Task inputs »
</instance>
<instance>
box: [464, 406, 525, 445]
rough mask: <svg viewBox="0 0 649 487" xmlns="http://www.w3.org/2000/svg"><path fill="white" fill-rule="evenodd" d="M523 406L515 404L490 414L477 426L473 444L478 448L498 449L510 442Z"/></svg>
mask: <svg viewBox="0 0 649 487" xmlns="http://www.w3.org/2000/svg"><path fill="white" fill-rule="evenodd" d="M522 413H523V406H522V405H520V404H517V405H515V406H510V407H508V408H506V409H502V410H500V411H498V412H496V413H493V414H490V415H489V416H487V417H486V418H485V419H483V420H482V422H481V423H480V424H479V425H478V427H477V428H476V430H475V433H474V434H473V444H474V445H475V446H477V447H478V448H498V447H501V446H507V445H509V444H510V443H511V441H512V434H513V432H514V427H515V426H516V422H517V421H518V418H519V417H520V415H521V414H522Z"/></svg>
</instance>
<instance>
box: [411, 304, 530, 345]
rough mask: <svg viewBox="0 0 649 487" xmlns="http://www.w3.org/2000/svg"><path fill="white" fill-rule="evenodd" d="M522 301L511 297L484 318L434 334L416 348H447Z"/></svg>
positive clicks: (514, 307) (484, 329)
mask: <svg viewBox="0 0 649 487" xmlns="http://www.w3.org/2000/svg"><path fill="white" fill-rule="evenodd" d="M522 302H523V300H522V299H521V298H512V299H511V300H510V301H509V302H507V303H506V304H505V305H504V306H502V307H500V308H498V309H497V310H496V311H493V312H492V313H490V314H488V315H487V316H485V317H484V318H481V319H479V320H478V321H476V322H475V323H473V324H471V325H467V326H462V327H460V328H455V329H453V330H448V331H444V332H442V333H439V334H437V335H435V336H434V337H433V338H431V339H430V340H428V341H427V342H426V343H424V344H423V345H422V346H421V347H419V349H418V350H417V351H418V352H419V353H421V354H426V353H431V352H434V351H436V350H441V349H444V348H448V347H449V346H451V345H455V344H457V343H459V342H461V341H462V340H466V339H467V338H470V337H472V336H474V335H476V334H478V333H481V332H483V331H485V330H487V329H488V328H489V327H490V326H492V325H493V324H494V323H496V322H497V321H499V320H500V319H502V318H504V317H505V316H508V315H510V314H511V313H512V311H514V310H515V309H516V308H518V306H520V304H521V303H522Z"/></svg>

Exercise objective »
Copy every line of the items above word for word, changing nothing.

Response area »
</instance>
<instance>
box: [464, 406, 525, 445]
rough mask: <svg viewBox="0 0 649 487" xmlns="http://www.w3.org/2000/svg"><path fill="white" fill-rule="evenodd" d="M523 406L515 404L490 414L477 426L473 444L478 448L498 449L510 442Z"/></svg>
mask: <svg viewBox="0 0 649 487" xmlns="http://www.w3.org/2000/svg"><path fill="white" fill-rule="evenodd" d="M522 413H523V406H522V405H520V404H517V405H515V406H510V407H508V408H506V409H502V410H500V411H498V412H496V413H493V414H490V415H489V416H487V417H486V418H485V419H483V420H482V422H481V423H480V424H479V425H478V427H477V428H476V430H475V433H474V434H473V444H474V445H475V446H477V447H478V448H498V447H501V446H507V445H509V444H510V443H511V441H512V434H513V432H514V427H515V426H516V422H517V421H518V418H519V417H520V415H521V414H522Z"/></svg>
</instance>
<instance>
box: [411, 304, 530, 345]
rough mask: <svg viewBox="0 0 649 487" xmlns="http://www.w3.org/2000/svg"><path fill="white" fill-rule="evenodd" d="M522 301L511 297L484 318L434 334L416 348H447Z"/></svg>
positive clicks: (514, 307) (484, 329)
mask: <svg viewBox="0 0 649 487" xmlns="http://www.w3.org/2000/svg"><path fill="white" fill-rule="evenodd" d="M522 302H523V300H522V299H521V298H512V299H511V300H510V301H509V302H507V303H506V304H505V305H504V306H502V307H500V308H498V309H497V310H496V311H493V312H492V313H490V314H488V315H487V316H485V317H484V318H481V319H479V320H478V321H476V322H475V323H473V324H471V325H467V326H462V327H460V328H455V329H453V330H448V331H444V332H442V333H439V334H437V335H435V336H434V337H433V338H431V339H430V340H428V341H427V342H426V343H424V344H423V345H422V346H421V347H419V349H418V350H417V351H418V352H419V353H421V354H426V353H431V352H434V351H436V350H441V349H444V348H448V347H449V346H451V345H455V344H457V343H459V342H461V341H462V340H466V339H467V338H470V337H472V336H474V335H476V334H478V333H481V332H483V331H485V330H487V329H488V328H489V327H490V326H492V325H493V324H494V323H496V322H497V321H499V320H500V319H502V318H504V317H505V316H508V315H510V314H511V313H512V311H514V310H515V309H516V308H518V306H520V304H521V303H522Z"/></svg>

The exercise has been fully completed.